Without changing anything, reproduce every record below.
───
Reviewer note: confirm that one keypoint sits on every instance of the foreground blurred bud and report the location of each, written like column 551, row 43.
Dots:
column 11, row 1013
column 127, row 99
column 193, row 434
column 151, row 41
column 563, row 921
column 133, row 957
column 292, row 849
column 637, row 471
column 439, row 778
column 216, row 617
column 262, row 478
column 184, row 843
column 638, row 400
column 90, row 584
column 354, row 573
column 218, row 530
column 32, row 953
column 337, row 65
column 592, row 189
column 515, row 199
───
> **Expected answer**
Reviewer note: confirm that one keypoint sits on every instance of the foreground blurred bud and report the location of each, written like column 551, row 43.
Dots:
column 11, row 1013
column 127, row 99
column 193, row 434
column 151, row 41
column 563, row 921
column 133, row 957
column 292, row 849
column 637, row 471
column 439, row 778
column 216, row 617
column 262, row 478
column 184, row 843
column 638, row 400
column 90, row 584
column 354, row 573
column 218, row 530
column 32, row 953
column 337, row 65
column 592, row 189
column 515, row 199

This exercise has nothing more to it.